◆ Source extract ◆
Search code examples
pythonflasksqlalchemymarshmallow

Handling multiple variants of a marshmallow schema


I have a simple Flask-SQLAlchemy model, which I'm writing a REST API for:

class Report(db.Model, CRUDMixin):
    report_id = Column(Integer, primary_key=True)
    user_id = Column(Integer, ForeignKey('users.user_id'), index=True)
    report_hash = Column(Unicode, index=True, unique=True)
    created_at = Column(DateTime, nullable=False, default=dt.datetime.utcnow)
    uploaded_at = Column(DateTime, nullable=False, default=dt.datetime.utcnow)

Then I have the corresponding Marshmallow-SQLAlchemy schema:

class ReportSchema(ModelSchema):
    class Meta:
        model = Report

However, in my rest API, I need to be able to dump and load slightly different variants of this model:

  • When dumping all the reports (e.g. GET /reports), I want to dump all the above fields.
  • When dumping a single report (e.g. GET /reports/1), I want to dump all this data, and also all associated relations, such as the associated Sample objects from the sample table (one report has many Samples)
  • When creating a new report (e.g. POST /reports), I want the user to provide all the report fields except report_id (which will be generated), report_hash and uploaded_at (which will be calculated on the spot), and also I want them to include all the associated Sample objects in their upload.

How can I reasonably maintain 3 (or more) versions of this schema? Should I:

  • Have 3 separate ModelSchema subclasses? e.g. AggregateReportSchema, SingleReportSchema, and UploadReportSchema?

◆ Information supplied ◆
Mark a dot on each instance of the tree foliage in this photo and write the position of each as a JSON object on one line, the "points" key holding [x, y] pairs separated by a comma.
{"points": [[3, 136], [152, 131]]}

◆ What is being asked ◆
In the thread on marshmallow schema variants, which report fields is the user not expected to provide when creating a new report?

◆ Answer to the task ◆
report_id, report_hash and uploaded_at